Cualquiera que conozca a Pablo Isla sabe que, tras su apariencia tímida y serena, anida una gran capacidad de empatía, una disposición constante a la acción y un ansia de conocimiento que va mucho más allá del estricto ámbito de su sector. Ningún otro español —con la salvedad de Ana Botín— tiene sus contactos internacionales, su acceso a los grandes medios de comunicación y su relación con los principales think tanks globales.
Sus dos años iniciáticos como Director General de Patrimonio, dentro del Ministerio de Economía, acreditan su interés por la gestión pública y su reciente implicación en foros como los organizados por CEOE o nuestro Wake Up, Spain revela su compromiso con nuestro futuro colectivo. Cada vez que se ha imaginado un “gobierno de los mejores” Pablo Isla ha estado muy alto en la quiniela.
Si España, como Monarquía o República, fuera un régimen presidencialista, sin duda el que mejor garantiza la separación de poderes, surgirían ya hoy plataformas cívicas promocionando el “Pablo Isla for president”. Y qué gran argumento para un maravilloso cuento de Navidad sería el de una campaña electoral en la que alguien estuviera avalado por sus hechos para proponer con credibilidad multiplicar España por diez o al menos hacerla diez veces mejor.
Qué gran argumento sería el de una campaña electoral en la que alguien estuviera avalado por sus hechos para proponer con credibilidad multiplicar España por diez
Por desgracia eso no lo verán nuestros ojos. Ni el PP ni el PSOE se atreverán nunca a promover la candidatura de un independiente. Menos aun a hacerse a un lado para que en medio del juego del dodecágono hacia el que la fragmentación lleva camino de convertir cualquier investidura, el Rey pueda proponer a alguien como Pablo Isla, al modo en que el presidente de la República Italiana propuso a Mario Monti o al actual primer ministro Mario Draghi.
Pero el mero hecho de que esta hipótesis se nos pase por la cabeza, y de que haya un hombre idóneo teóricamente disponible, viene a demostrarnos que “el problema, querido Bruto, no está en las estrellas sino en nosotros mismos”. Porque como escribió Ortega en ese antepenúltimo párrafo en pro del “imperativo de selección”, “si España quiere resucitar, es preciso que se apodere de ella un formidable apetito de todas las perfecciones”.
Y, por terminar con una tercera cita culta, lo que ya sabemos todos es que “de donde no hay, no se puede sacar”.

○ ○ ○ ○ ○

◆ **Qué se pide**:
Según el texto sobre Pablo Isla, ¿qué cargo ocupó durante sus dos años iniciáticos en el Ministerio de Economía?

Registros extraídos

○ ○ ○ ○ ○

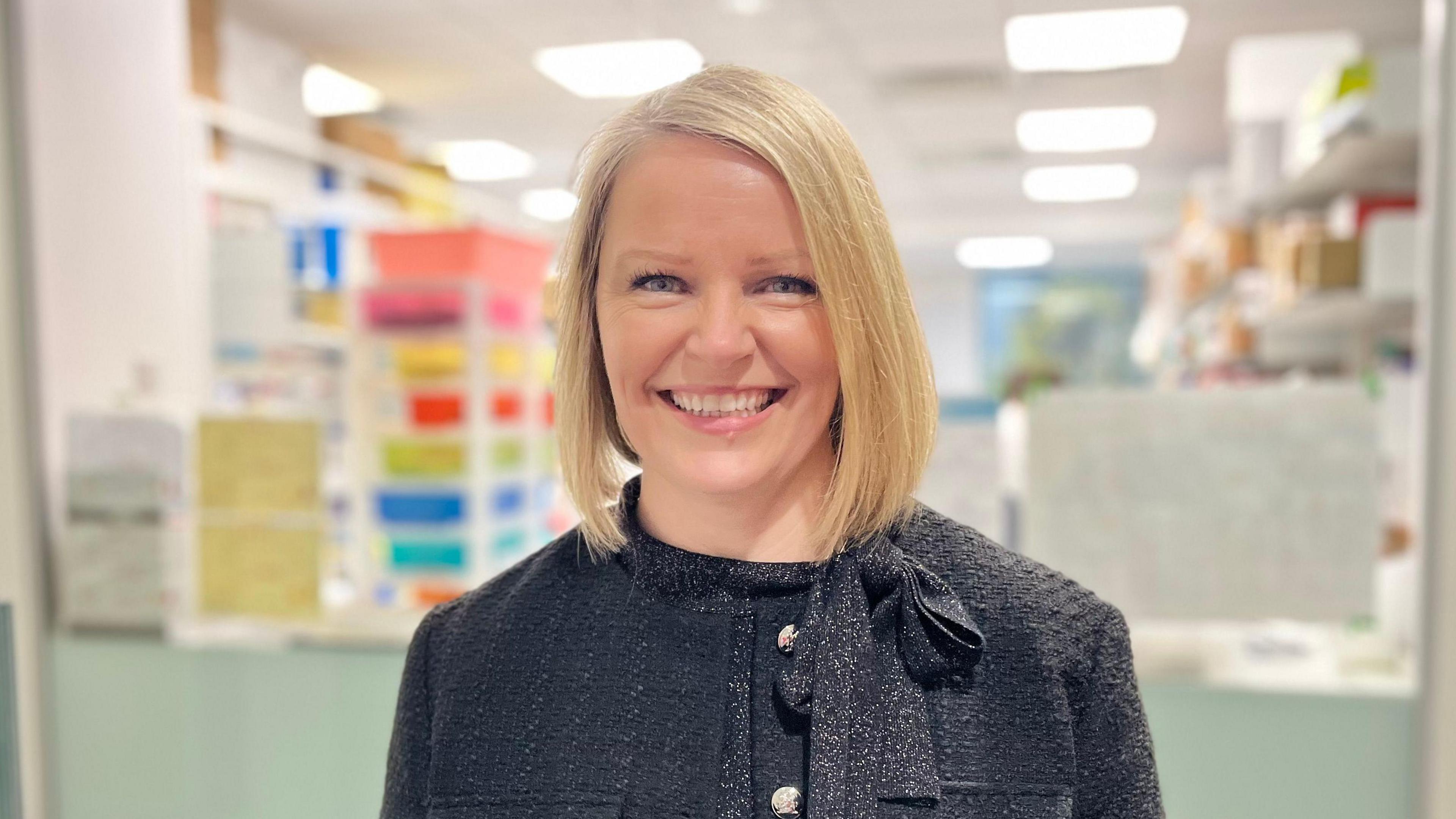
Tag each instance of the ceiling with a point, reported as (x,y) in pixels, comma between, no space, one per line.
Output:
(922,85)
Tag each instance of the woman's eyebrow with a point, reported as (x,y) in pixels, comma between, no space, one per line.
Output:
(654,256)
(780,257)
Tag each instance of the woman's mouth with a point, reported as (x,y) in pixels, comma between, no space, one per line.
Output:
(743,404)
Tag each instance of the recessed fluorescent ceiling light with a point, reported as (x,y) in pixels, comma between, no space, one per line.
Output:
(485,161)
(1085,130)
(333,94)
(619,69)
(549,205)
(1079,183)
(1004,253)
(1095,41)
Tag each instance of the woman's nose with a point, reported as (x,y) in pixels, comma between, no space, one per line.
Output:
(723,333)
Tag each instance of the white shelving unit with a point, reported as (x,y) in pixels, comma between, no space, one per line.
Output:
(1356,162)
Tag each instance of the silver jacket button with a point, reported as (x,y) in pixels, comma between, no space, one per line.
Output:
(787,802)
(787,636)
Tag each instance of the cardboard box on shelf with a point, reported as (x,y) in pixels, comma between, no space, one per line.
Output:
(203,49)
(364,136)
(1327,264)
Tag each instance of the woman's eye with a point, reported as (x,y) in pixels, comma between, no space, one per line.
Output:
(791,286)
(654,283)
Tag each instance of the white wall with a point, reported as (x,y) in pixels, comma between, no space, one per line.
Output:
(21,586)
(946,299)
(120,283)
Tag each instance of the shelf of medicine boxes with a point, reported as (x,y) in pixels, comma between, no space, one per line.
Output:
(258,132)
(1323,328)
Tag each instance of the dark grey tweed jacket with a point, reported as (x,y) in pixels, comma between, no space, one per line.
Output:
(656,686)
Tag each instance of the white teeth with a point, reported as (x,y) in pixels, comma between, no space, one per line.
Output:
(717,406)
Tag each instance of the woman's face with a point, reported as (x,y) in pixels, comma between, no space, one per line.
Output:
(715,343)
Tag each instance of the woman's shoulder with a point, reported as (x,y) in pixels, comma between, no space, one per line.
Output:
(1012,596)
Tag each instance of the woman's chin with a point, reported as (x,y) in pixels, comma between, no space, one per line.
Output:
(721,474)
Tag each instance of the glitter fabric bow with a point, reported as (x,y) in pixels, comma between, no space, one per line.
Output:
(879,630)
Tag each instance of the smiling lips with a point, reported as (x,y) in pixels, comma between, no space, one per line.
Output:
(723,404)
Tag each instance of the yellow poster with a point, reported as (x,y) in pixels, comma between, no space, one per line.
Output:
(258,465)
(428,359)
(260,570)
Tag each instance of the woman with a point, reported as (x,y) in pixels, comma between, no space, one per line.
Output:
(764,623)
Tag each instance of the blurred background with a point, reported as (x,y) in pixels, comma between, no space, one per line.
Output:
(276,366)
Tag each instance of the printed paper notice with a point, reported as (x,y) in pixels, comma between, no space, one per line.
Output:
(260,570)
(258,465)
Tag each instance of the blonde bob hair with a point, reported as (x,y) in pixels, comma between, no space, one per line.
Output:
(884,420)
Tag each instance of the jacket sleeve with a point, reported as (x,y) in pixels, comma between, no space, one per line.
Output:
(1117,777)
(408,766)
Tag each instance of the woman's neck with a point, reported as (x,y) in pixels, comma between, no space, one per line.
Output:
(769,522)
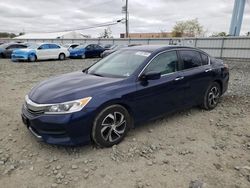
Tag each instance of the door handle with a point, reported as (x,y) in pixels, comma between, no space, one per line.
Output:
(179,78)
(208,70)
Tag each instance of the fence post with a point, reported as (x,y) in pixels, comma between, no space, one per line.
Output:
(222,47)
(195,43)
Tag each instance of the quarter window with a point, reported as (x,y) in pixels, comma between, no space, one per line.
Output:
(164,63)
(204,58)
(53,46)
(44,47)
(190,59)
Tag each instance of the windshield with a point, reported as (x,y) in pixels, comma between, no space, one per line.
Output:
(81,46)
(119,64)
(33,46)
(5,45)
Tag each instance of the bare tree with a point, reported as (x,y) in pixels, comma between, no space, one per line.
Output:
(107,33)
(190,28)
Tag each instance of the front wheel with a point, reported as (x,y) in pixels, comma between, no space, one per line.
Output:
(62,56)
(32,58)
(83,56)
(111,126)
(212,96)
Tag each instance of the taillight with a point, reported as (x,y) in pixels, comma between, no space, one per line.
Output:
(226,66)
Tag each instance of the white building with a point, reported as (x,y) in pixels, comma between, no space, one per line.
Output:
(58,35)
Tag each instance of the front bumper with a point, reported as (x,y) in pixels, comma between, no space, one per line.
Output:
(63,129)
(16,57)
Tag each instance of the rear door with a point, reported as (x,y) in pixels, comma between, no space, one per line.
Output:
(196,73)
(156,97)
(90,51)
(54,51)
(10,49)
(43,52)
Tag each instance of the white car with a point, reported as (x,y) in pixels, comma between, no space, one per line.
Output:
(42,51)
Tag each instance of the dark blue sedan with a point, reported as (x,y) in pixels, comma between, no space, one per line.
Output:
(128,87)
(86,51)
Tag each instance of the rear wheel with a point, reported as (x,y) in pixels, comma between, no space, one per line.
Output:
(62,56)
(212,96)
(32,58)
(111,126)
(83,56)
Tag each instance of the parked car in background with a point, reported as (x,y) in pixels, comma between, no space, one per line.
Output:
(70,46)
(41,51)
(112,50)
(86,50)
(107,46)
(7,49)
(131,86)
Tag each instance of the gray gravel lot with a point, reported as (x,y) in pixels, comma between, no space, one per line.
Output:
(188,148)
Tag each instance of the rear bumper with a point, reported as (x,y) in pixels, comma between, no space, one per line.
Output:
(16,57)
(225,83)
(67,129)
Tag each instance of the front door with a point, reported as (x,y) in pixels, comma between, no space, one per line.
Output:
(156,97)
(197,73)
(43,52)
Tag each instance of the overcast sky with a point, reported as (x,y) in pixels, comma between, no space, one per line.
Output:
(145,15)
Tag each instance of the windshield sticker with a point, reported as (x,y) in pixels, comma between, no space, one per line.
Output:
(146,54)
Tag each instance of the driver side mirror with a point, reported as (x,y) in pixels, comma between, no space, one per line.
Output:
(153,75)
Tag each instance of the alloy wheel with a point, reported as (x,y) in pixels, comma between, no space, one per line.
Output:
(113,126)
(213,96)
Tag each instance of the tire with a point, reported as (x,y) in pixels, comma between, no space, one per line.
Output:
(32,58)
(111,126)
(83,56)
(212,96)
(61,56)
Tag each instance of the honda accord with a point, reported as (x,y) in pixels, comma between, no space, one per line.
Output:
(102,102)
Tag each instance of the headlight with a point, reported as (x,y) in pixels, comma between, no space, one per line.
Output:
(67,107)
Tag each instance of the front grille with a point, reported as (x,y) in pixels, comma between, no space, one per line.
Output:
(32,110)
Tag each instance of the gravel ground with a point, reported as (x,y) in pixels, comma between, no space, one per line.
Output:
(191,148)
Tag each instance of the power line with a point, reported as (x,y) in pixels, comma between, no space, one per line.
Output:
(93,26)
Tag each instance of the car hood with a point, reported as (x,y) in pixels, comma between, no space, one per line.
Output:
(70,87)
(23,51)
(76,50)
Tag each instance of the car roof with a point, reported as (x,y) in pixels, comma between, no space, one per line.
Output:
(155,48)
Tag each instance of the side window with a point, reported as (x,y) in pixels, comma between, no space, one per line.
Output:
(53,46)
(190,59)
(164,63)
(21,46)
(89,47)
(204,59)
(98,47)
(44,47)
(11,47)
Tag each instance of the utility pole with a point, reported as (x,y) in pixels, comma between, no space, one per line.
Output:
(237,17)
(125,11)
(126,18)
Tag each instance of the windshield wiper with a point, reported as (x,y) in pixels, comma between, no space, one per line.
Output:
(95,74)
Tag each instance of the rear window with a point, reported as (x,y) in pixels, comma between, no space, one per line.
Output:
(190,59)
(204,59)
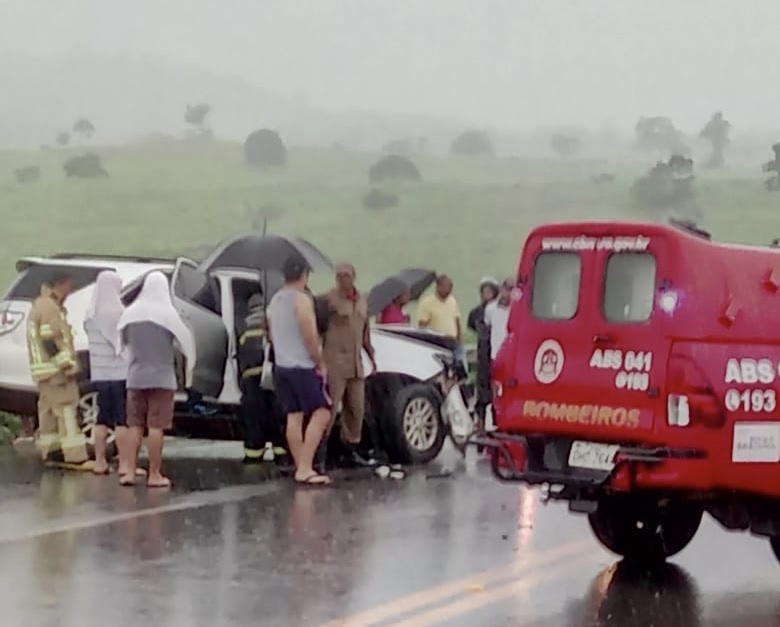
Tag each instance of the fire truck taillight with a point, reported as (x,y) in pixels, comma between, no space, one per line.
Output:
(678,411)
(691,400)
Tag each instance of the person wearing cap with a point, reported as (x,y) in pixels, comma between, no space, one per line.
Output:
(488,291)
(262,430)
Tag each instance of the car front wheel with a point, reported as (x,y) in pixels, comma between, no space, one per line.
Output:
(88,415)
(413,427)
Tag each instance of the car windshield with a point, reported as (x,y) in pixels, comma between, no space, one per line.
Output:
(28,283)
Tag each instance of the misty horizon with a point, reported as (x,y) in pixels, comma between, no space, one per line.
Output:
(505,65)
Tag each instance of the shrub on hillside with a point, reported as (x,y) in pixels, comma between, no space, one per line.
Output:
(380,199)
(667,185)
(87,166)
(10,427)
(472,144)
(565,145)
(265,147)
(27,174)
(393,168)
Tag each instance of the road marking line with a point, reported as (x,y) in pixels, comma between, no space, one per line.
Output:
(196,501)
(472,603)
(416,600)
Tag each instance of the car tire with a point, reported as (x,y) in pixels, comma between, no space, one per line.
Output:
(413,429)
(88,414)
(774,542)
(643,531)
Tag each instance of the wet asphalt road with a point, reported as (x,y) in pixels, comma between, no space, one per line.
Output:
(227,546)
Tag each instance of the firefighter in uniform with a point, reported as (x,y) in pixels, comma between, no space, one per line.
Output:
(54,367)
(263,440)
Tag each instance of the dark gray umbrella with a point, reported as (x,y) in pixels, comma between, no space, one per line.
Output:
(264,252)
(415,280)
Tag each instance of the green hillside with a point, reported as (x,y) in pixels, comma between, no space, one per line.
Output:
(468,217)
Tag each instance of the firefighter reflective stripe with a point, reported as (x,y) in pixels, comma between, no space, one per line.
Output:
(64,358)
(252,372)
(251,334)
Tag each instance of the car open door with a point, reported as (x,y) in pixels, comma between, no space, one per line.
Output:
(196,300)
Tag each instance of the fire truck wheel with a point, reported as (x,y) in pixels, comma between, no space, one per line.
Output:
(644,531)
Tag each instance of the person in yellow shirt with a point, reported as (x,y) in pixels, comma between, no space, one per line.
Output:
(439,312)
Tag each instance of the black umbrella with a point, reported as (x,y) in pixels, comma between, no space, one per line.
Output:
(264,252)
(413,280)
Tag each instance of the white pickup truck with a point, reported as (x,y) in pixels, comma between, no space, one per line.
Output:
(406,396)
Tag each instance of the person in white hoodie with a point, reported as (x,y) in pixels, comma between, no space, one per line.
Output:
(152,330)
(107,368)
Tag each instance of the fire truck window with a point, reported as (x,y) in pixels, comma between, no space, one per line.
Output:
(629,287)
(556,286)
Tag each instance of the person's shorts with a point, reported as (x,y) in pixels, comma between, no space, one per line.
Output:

○ ○ ○ ○ ○

◆ **Respuesta del ejercicio**:
Director General de Patrimonio.